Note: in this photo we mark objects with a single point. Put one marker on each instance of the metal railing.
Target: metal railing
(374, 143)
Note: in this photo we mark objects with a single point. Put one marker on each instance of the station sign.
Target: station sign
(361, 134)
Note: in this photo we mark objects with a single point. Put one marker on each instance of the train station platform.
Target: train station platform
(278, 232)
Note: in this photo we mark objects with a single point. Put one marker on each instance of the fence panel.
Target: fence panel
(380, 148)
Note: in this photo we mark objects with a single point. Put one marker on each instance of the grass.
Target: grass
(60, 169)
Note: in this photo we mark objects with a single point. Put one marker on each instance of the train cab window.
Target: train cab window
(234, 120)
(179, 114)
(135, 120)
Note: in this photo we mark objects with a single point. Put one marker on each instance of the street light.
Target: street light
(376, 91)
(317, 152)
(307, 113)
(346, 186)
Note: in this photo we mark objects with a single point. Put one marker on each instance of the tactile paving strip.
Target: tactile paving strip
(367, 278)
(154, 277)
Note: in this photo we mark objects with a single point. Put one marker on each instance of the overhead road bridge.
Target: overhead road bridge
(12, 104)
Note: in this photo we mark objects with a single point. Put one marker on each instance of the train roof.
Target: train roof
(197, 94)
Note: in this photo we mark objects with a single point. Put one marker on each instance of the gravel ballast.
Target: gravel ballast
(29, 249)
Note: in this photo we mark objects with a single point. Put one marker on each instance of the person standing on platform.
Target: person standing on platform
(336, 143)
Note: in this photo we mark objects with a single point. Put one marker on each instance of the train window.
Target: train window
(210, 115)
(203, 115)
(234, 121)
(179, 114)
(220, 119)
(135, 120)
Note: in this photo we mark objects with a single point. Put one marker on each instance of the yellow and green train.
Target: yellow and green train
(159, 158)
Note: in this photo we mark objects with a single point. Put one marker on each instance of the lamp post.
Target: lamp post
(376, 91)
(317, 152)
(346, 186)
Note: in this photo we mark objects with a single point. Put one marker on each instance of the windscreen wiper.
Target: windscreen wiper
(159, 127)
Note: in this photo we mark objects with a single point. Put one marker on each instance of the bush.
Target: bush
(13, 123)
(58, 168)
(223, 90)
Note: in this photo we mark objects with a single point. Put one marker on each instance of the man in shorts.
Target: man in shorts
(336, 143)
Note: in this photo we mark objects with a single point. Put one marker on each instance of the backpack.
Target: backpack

════════════════════

Problem statement: Look through the material above and pick out each line holding the word "backpack".

Result:
Note: in this photo we mark objects with a single point. Put one marker on each instance of the backpack.
Target: backpack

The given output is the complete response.